## [Exercise instructions]
Identify each line of the records below that contains the word "tree", matching case exactly, and copy those lines out.

╭─ Exercise data

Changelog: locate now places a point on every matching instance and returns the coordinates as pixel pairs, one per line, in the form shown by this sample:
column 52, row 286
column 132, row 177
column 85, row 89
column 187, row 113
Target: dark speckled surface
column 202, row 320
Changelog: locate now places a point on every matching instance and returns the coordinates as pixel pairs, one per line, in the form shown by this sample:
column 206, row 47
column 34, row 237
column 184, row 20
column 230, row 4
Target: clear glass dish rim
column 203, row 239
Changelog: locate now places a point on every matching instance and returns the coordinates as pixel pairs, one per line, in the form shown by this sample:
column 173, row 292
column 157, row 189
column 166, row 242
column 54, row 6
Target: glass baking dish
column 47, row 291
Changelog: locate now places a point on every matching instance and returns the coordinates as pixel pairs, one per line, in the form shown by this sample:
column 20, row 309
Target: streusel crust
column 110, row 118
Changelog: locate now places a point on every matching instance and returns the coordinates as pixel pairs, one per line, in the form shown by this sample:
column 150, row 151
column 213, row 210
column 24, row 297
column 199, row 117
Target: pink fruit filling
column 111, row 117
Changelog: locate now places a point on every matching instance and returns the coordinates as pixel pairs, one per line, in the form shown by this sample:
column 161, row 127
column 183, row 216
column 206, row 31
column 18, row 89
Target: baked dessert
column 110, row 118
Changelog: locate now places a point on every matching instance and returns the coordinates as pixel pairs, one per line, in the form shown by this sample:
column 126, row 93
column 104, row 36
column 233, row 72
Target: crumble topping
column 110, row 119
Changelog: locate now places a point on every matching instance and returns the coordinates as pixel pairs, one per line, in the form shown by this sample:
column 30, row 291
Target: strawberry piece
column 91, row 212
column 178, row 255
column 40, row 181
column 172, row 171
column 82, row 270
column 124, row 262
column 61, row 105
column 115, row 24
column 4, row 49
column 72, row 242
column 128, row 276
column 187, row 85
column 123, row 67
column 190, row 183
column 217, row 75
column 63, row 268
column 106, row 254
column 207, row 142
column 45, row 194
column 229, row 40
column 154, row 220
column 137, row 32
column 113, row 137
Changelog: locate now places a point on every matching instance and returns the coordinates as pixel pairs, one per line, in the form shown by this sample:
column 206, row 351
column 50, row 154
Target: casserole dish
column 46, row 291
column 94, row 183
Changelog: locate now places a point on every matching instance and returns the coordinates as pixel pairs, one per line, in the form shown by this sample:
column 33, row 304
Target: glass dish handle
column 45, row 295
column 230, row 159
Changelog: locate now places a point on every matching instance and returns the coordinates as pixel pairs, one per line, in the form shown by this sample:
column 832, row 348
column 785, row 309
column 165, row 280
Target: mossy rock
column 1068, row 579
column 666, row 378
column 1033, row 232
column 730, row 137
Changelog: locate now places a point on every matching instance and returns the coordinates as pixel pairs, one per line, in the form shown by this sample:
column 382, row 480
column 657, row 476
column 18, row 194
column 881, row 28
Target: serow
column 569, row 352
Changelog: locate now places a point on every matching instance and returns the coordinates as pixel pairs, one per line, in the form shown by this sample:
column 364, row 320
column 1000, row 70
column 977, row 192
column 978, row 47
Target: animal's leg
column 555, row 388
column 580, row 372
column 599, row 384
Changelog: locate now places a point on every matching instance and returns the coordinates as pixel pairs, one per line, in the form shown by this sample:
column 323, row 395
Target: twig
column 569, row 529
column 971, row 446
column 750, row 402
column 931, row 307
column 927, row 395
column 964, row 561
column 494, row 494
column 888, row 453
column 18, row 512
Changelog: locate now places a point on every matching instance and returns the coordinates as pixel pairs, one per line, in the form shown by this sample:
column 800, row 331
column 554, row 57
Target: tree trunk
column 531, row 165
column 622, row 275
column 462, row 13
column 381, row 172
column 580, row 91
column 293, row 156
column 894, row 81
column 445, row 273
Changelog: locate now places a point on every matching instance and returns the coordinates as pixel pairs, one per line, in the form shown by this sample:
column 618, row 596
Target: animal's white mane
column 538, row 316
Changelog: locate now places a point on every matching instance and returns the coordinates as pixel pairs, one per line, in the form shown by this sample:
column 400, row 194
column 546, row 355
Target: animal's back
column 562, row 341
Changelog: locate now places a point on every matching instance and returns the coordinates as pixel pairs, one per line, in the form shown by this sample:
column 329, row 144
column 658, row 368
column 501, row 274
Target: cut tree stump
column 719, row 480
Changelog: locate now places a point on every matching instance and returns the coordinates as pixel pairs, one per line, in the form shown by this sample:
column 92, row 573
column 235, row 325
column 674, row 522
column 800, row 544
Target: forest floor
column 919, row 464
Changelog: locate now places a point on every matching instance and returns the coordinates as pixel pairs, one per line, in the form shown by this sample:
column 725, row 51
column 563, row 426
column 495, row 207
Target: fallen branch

╰─

## [Task result]
Target: tree trunk
Target: cut tree stump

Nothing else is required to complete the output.